**DATA FOR REVIEW:**
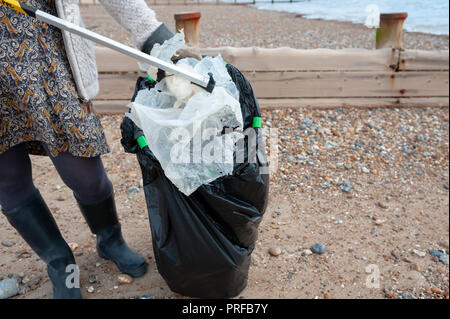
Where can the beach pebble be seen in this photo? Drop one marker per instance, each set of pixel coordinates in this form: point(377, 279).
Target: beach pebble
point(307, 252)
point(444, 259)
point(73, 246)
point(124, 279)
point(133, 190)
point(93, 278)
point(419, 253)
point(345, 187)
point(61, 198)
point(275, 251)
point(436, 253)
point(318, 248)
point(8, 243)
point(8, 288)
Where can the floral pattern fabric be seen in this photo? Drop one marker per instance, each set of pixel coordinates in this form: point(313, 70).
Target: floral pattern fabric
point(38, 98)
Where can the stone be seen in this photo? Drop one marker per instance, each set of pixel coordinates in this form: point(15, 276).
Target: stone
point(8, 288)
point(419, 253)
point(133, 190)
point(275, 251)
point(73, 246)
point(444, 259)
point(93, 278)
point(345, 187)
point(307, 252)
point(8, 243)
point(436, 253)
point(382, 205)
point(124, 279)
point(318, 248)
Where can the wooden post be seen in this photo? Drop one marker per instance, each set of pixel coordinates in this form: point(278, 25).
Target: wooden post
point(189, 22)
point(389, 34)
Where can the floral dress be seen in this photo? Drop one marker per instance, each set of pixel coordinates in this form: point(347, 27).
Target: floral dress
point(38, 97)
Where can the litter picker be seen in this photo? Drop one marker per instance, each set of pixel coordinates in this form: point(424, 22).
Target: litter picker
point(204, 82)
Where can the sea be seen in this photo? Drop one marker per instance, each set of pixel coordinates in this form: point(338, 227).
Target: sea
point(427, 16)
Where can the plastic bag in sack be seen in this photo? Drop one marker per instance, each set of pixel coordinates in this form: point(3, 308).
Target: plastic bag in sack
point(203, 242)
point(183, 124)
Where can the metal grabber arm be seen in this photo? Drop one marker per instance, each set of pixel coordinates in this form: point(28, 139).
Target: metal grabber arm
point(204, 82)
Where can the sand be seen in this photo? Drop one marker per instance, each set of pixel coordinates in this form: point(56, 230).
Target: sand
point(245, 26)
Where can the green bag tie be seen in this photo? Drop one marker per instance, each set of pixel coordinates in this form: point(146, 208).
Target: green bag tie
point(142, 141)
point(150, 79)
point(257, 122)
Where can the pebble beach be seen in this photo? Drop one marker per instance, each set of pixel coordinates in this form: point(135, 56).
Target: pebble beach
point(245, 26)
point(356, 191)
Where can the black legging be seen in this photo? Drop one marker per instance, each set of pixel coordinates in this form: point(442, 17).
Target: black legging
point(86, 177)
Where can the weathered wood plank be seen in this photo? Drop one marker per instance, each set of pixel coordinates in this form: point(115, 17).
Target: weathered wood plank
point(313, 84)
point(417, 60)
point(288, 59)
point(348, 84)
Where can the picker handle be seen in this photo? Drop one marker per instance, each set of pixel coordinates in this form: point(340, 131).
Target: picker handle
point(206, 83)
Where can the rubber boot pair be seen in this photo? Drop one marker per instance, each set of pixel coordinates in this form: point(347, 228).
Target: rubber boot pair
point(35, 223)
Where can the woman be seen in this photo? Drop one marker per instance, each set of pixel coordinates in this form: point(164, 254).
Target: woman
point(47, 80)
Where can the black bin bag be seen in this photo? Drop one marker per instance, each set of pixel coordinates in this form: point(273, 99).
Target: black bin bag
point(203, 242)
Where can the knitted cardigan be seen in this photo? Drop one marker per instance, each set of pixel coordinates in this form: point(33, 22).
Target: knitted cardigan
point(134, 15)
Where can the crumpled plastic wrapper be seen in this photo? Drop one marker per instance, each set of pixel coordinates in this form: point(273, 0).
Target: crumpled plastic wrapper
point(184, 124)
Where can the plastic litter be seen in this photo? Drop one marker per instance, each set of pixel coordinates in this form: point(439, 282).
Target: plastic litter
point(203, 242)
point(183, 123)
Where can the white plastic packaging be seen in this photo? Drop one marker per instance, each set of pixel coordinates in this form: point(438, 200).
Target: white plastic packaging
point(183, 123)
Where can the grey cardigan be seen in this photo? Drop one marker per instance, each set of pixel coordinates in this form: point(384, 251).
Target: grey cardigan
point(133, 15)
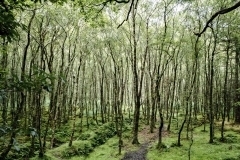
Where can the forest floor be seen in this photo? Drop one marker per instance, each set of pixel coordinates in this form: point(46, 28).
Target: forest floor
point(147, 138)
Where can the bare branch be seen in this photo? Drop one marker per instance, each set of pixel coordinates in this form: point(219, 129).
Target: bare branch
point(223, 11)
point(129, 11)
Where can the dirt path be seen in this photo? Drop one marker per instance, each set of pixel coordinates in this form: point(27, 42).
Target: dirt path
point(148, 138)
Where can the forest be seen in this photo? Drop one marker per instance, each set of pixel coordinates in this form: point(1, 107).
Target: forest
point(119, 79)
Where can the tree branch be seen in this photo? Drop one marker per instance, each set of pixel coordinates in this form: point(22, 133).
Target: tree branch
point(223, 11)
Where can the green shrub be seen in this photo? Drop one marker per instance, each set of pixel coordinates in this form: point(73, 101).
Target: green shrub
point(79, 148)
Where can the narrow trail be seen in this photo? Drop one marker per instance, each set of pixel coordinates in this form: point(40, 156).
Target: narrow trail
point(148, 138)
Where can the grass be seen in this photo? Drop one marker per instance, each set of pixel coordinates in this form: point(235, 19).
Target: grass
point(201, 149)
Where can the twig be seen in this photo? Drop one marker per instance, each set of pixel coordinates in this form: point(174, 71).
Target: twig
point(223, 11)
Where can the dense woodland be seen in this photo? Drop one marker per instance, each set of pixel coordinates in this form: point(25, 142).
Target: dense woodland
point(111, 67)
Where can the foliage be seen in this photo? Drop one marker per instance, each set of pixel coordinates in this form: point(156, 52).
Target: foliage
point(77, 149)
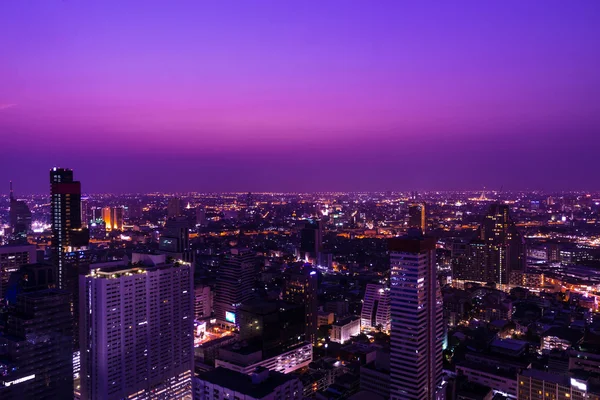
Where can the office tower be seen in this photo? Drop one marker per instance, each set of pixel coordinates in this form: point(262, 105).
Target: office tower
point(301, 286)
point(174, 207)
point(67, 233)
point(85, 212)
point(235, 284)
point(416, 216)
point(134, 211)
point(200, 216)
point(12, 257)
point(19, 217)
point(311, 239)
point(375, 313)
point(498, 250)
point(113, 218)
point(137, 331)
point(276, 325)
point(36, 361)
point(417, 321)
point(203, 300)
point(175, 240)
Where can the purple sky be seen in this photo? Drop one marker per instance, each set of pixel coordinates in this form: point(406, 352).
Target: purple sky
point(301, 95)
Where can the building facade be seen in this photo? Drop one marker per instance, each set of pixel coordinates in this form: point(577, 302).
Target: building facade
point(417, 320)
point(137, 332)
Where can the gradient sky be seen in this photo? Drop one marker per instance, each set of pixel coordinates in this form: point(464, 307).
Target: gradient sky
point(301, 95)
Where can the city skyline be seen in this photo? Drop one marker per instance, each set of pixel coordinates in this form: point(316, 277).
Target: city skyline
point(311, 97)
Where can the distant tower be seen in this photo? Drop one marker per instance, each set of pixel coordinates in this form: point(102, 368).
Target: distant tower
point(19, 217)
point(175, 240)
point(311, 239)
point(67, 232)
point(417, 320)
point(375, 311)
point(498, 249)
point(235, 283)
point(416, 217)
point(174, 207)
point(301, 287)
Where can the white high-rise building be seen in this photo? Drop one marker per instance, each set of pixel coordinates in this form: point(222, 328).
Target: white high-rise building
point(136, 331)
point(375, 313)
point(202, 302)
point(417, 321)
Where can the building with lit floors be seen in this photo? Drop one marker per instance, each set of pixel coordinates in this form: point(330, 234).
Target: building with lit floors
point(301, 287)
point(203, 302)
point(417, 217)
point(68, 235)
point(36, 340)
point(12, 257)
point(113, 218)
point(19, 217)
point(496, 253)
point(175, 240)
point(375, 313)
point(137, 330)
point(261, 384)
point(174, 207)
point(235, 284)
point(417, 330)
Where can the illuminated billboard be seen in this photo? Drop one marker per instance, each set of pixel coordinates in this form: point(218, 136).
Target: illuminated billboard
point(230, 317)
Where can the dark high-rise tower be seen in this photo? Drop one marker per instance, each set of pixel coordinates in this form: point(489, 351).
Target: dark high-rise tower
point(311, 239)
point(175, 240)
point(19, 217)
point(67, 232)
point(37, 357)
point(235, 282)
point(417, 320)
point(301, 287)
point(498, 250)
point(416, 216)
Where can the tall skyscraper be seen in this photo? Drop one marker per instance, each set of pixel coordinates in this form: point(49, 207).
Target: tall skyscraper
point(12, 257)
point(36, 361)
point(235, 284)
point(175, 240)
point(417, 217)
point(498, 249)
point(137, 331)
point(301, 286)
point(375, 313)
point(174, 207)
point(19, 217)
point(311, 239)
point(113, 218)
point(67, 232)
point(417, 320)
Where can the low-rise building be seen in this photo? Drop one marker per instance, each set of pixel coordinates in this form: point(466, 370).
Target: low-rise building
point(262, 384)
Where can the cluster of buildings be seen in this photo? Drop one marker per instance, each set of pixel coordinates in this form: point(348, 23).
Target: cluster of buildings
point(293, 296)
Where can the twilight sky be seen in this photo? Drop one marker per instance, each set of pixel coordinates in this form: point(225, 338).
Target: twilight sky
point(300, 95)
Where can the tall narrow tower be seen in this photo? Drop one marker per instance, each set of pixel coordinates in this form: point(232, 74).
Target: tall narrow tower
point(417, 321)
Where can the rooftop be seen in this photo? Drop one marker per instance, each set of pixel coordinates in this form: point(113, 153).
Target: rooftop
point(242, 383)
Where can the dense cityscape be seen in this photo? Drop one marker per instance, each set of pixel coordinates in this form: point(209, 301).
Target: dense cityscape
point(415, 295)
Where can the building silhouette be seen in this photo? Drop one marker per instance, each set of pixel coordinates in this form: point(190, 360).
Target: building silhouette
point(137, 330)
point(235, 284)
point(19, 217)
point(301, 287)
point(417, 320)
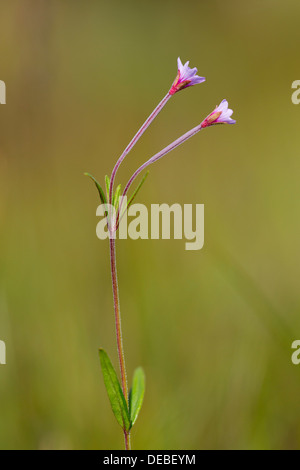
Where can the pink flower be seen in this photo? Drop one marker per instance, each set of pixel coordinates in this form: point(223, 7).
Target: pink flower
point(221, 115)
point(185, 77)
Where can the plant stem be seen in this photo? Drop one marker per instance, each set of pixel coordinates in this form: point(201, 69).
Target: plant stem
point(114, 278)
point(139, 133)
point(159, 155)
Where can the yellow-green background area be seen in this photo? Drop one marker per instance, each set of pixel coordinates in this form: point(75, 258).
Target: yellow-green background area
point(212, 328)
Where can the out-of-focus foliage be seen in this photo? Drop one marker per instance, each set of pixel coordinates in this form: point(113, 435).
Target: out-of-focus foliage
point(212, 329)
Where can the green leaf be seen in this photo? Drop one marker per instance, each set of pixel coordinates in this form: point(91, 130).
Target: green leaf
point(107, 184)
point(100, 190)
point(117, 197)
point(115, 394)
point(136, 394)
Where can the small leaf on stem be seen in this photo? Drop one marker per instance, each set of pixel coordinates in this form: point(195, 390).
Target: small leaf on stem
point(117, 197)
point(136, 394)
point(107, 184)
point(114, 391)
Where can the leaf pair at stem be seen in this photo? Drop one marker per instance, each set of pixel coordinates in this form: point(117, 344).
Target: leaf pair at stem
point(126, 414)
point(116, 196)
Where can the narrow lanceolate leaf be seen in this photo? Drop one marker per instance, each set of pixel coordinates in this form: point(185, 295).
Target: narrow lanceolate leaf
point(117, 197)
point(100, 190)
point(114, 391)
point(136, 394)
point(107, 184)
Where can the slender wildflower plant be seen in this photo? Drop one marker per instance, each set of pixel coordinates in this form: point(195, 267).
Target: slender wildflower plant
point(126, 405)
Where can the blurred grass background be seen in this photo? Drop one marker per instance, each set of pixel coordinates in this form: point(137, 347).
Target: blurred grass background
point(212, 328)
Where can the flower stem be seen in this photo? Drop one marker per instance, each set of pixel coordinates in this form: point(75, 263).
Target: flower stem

**ACTION ITEM:** Transcribe the lines above between the line holding "Target: dark high-rise tower" and the line holding "Where can the tall skyscraper", inclusive, exactly as they stand and with nothing added.

**ANSWER BOX:**
Target: dark high-rise tower
point(311, 239)
point(175, 240)
point(19, 217)
point(67, 232)
point(37, 357)
point(235, 282)
point(417, 320)
point(301, 287)
point(498, 250)
point(416, 216)
Where can the tall skyscraper be seen in this photo? Drop one marker per instance, each set of pixel coordinates in this form: point(49, 207).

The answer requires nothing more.